*** GIVEN INFORMATION ***

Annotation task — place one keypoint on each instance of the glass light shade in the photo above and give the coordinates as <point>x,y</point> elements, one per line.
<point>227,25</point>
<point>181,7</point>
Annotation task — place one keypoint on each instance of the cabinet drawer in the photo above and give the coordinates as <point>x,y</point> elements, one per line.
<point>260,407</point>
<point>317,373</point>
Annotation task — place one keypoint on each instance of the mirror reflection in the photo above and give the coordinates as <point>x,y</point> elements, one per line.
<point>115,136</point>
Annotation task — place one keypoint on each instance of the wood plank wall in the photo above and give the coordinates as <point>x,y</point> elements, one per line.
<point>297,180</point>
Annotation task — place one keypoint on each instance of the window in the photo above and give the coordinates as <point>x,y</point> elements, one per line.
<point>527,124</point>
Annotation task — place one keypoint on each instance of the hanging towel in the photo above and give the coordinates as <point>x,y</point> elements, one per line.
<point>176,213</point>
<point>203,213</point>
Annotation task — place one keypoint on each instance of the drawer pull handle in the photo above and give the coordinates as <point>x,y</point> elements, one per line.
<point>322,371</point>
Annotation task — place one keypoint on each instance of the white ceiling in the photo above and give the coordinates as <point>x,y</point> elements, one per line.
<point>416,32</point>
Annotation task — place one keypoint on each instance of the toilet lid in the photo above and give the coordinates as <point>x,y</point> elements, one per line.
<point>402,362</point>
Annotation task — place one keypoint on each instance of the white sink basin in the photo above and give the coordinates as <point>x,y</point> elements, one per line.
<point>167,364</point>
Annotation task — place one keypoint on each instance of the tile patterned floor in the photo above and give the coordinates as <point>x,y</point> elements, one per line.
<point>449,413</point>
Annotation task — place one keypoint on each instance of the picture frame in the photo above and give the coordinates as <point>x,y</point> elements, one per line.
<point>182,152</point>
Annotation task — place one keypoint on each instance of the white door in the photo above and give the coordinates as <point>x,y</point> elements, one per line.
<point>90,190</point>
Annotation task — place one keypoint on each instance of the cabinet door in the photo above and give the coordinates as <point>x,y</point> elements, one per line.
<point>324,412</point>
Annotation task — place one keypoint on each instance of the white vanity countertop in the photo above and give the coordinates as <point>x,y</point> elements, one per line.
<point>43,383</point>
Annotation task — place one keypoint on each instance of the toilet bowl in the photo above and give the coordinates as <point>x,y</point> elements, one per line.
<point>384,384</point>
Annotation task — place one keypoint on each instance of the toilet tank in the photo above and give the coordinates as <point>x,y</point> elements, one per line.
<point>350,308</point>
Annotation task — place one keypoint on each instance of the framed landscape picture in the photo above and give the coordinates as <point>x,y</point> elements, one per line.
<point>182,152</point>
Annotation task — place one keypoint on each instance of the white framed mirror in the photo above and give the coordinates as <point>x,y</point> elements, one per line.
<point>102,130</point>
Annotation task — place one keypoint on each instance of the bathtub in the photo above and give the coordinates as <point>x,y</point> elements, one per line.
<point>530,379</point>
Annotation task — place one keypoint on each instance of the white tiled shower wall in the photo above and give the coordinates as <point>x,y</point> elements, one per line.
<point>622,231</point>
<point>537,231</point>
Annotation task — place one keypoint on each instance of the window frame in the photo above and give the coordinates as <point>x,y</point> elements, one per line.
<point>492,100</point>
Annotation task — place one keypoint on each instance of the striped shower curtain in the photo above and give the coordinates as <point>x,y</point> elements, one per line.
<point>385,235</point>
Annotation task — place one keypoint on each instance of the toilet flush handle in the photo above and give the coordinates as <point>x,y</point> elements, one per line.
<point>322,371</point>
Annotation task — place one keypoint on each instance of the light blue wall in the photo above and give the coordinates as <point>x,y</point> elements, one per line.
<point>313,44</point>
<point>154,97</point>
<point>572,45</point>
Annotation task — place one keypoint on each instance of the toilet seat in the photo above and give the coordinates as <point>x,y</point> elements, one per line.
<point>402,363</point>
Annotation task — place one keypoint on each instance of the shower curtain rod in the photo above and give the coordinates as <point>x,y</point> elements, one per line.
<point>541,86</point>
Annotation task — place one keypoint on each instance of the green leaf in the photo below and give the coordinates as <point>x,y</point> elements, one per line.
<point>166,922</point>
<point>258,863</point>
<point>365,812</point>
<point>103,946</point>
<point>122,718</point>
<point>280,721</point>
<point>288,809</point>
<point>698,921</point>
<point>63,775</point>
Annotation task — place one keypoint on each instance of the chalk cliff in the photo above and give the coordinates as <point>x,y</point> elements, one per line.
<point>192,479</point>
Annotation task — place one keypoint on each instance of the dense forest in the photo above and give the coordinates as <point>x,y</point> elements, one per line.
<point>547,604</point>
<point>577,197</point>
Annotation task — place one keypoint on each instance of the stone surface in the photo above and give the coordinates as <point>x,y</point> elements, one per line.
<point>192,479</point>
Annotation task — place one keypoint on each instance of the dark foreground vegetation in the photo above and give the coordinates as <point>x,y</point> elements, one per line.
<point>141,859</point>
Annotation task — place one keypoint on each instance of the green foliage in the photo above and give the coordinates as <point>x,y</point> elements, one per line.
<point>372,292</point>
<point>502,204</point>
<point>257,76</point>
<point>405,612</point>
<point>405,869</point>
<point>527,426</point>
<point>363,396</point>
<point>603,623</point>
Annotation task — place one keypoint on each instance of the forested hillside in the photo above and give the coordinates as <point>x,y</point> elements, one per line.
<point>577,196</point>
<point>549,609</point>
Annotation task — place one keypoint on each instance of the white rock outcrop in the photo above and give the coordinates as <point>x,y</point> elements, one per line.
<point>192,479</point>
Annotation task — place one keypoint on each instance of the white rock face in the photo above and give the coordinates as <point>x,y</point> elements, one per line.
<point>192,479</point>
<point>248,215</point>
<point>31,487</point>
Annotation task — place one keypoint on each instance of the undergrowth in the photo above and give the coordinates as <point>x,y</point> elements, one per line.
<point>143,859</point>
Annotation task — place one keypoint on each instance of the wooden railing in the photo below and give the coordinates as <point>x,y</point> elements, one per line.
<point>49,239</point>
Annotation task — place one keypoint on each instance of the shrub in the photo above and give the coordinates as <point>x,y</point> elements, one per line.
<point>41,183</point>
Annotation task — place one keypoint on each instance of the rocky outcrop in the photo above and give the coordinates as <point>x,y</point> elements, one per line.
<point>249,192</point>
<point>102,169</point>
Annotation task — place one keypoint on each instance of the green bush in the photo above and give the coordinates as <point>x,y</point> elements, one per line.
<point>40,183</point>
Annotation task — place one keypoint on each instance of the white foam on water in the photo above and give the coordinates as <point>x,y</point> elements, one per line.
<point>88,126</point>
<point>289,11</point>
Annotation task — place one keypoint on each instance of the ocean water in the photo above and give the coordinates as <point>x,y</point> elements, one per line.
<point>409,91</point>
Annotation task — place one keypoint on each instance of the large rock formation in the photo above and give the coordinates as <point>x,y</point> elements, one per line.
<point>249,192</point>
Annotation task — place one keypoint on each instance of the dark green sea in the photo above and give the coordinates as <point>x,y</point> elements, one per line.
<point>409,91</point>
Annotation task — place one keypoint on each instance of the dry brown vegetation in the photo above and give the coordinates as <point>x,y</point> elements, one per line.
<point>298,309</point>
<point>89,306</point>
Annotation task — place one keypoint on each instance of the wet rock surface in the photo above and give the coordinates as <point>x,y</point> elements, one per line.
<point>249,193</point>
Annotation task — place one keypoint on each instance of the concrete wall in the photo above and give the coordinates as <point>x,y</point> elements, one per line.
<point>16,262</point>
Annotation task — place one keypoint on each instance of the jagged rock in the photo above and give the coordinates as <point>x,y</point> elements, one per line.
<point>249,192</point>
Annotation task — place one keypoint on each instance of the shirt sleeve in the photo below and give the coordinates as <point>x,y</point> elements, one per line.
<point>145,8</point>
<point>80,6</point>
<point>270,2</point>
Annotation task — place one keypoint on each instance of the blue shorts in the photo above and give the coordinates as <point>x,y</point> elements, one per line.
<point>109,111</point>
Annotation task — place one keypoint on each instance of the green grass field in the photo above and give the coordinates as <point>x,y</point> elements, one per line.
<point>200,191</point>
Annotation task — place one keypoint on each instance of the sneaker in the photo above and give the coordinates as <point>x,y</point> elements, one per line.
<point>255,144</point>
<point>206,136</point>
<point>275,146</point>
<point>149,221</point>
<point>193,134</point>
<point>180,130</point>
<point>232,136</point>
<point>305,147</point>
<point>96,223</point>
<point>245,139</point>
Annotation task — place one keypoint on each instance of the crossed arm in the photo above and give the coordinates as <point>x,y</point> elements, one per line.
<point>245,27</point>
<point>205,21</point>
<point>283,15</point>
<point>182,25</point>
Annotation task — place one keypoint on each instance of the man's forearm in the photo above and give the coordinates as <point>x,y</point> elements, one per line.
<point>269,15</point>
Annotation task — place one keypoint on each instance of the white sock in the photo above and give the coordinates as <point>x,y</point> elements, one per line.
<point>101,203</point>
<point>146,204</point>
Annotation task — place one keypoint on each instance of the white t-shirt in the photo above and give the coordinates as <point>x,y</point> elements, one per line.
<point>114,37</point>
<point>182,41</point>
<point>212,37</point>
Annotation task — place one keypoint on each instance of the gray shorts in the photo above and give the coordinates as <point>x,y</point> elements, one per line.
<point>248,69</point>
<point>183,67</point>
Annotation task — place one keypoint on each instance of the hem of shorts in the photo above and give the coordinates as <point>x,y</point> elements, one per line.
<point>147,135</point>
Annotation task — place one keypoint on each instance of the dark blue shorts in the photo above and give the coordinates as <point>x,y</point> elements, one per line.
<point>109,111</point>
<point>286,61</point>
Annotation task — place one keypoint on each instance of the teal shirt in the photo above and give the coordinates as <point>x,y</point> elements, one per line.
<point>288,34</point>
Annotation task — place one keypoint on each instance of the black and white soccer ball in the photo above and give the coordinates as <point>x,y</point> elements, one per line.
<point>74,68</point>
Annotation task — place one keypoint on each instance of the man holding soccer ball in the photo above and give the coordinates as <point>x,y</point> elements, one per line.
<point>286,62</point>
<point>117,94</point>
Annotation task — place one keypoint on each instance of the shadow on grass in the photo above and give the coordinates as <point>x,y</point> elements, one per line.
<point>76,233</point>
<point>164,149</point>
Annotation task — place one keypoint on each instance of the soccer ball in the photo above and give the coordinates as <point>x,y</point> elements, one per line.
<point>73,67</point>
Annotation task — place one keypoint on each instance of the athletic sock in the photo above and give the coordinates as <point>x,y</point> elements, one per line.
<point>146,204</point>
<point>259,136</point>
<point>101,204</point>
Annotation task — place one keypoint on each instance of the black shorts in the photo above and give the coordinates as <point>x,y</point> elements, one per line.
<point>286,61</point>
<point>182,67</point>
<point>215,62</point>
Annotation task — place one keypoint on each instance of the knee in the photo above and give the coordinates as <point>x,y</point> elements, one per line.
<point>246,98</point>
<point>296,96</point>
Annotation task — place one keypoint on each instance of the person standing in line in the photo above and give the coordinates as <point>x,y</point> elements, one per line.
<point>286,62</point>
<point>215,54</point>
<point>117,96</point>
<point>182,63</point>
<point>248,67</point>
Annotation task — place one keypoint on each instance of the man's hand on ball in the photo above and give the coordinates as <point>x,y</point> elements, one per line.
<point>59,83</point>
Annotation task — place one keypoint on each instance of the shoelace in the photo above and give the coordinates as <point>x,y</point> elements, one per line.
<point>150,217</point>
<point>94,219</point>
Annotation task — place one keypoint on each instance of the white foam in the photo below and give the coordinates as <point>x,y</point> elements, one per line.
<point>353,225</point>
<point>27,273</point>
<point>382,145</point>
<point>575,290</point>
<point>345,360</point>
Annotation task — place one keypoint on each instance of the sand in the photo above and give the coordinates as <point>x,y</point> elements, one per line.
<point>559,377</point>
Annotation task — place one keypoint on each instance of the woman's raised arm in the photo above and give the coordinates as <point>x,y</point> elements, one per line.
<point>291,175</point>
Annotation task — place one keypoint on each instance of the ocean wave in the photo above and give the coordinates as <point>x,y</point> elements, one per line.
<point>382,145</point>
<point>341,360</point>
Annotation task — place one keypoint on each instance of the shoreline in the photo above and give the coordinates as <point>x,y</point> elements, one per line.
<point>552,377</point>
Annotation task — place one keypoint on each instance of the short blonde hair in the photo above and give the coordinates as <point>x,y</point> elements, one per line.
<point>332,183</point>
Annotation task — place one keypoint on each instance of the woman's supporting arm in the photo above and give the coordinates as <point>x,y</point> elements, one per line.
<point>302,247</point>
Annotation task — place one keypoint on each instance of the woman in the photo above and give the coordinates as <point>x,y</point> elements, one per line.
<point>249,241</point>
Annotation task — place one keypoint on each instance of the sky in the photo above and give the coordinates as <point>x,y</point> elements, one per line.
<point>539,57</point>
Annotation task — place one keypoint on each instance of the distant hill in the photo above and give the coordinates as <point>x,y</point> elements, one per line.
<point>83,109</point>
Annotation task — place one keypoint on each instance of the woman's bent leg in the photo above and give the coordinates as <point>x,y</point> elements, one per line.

***

| REQUIREMENT |
Retype the records above without changes, from the first line through the line containing "<point>416,32</point>", both included.

| CORRECT ANSWER |
Annotation task — place one keypoint on each instance of the glass light shade in the photo above and give the coordinates as <point>x,y</point> elements, one per line.
<point>227,25</point>
<point>181,7</point>
Annotation task — place one keypoint on each instance of the cabinet drawer in the photo above and give the coordinates as <point>x,y</point> elements, one per line.
<point>260,407</point>
<point>317,373</point>
Annotation task — place one keypoint on each instance of the mirror reflection in the photo above and give the coordinates as <point>x,y</point> elements, one per line.
<point>115,136</point>
Annotation task — place one keypoint on each instance of the wood plank wall in the photo above and give the coordinates as <point>x,y</point> elements, one per line.
<point>297,180</point>
Annotation task — place one keypoint on each instance of the window in the photo above and give the coordinates as <point>x,y</point> elements, one per line.
<point>527,124</point>
Annotation task — place one keypoint on each instance of the hanging towel in the photo above and give the coordinates as <point>x,y</point> elements, one per line.
<point>176,213</point>
<point>203,213</point>
Annotation task — place one keypoint on each instance of the drawer pull handle in the photo above and give the coordinates as <point>x,y</point> elements, one per line.
<point>322,371</point>
Annotation task — place one keypoint on each instance of the white ceiling in the photo above and give the coordinates as <point>x,y</point> elements, one per line.
<point>416,32</point>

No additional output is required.